- Исходный текст -
==*==

Культура №12 (7371)

    27 марта - 2 апреля 2003г.

    Жестокие игры снов

    Кама Гинкас скорее всего вспоминал собственные детство и жизнь, когда ставил в ТЮЗе спектакль "Сны изгнания". Хотя в его подзаголовке - "Фантазия на темы Марка Шагала". Кажется даже, что это самый исповедальный и личный спектакль Гинкаса, к которому он шел всю свою жизнь, в котором выложил накопленное в душе - спонтанно, беспорядочно, что само по себе есть мощное проявление театральности и интересно вне зависимости от результата.

==*==

- Фрагмент данных -

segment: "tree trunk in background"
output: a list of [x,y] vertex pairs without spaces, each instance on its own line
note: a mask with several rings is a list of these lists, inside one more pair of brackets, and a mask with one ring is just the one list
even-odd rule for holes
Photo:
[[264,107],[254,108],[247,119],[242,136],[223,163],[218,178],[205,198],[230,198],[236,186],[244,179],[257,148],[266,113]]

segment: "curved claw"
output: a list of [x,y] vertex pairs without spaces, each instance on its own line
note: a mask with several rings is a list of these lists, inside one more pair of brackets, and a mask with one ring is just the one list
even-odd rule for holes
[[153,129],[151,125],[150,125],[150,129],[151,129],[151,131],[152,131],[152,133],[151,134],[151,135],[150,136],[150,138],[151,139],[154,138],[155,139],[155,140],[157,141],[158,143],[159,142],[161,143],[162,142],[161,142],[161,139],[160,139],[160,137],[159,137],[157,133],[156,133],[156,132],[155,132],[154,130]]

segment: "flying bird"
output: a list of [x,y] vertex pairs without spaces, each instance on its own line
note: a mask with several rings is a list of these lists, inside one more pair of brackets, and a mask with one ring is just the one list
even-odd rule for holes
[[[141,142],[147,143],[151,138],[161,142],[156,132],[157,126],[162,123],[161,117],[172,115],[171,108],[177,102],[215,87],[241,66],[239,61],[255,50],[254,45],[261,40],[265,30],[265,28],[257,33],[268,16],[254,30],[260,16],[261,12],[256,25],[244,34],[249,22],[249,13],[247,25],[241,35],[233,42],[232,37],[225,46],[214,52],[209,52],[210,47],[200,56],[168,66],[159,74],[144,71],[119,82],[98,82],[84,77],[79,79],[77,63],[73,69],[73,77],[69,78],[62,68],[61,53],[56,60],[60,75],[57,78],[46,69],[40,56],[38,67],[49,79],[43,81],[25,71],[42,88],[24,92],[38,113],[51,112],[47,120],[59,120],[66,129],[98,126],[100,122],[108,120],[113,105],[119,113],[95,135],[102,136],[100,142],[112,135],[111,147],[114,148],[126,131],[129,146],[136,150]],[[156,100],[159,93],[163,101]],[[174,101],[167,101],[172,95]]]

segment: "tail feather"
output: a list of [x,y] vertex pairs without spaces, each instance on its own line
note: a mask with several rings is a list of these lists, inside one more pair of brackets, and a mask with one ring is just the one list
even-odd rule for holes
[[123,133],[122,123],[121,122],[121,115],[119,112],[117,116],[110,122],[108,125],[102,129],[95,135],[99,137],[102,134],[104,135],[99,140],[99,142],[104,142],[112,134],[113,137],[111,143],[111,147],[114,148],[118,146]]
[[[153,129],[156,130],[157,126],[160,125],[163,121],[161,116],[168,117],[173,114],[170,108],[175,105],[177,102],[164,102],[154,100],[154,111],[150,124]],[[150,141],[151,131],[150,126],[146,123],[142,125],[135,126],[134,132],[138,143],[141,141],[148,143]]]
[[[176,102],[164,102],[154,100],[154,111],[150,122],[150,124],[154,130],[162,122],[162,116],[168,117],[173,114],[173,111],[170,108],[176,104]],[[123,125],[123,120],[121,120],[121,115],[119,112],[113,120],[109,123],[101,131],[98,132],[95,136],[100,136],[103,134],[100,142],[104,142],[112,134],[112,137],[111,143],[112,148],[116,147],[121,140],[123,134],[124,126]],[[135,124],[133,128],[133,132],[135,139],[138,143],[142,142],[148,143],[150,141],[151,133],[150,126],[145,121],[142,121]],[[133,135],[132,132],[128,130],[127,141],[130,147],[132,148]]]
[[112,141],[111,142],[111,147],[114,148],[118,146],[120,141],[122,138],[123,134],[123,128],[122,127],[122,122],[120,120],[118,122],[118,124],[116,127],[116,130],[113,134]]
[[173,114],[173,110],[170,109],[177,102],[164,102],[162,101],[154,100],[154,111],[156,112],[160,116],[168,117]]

==*==

- Задания -
1. Переведите на английский предложение из заметки о спектакле «Сны изгнания»: «Кама Гинкас скорее всего вспоминал собственные детство и жизнь, когда ставил в ТЮЗе спектакль "Сны изгнания".»
2. Какой подзаголовок у спектакля «Сны изгнания» по заметке о нём?

- Ответы по порядку -
1. Kama Ginkas was most likely recalling his own childhood and life when he staged the play "Dreams of Exile" at the TYuZ.

2. «Фантазия на темы Марка Шагала».